◆ Your task ◆
Present the stretch of lines from the one containing "of the running" through the one containing "[[413, 328]]" as a JSON list of strings, one string per line and with blank lines omitted.

◆ Given data ◆
====

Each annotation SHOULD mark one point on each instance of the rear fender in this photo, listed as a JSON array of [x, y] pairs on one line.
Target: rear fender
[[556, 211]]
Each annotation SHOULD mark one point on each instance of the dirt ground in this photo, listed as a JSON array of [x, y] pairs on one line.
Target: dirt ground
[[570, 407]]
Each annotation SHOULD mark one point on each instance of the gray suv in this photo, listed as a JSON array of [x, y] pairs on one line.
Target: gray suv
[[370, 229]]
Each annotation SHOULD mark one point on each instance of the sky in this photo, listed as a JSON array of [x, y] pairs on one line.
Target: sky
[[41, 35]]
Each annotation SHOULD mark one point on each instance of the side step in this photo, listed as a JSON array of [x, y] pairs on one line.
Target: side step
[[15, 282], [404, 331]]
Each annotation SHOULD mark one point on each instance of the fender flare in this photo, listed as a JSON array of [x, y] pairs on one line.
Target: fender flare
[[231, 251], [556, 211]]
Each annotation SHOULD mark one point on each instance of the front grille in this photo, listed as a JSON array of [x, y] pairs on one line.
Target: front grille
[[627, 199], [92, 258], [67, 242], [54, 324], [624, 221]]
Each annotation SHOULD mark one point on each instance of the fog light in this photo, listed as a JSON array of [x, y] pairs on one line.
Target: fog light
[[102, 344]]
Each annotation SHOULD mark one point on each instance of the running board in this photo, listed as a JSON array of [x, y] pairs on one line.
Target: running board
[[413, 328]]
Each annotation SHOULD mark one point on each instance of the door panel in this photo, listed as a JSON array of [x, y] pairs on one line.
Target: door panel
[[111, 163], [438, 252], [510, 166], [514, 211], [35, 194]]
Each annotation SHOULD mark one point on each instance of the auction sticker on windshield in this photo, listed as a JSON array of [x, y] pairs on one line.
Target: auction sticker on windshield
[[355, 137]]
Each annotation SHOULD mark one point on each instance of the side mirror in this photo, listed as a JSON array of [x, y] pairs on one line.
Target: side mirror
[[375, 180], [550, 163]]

====

◆ Result ◆
[
  "Each annotation SHOULD mark one point on each instance of the running board in this photo, listed as a JSON array of [x, y] pairs on one line.",
  "Target: running board",
  "[[413, 328]]"
]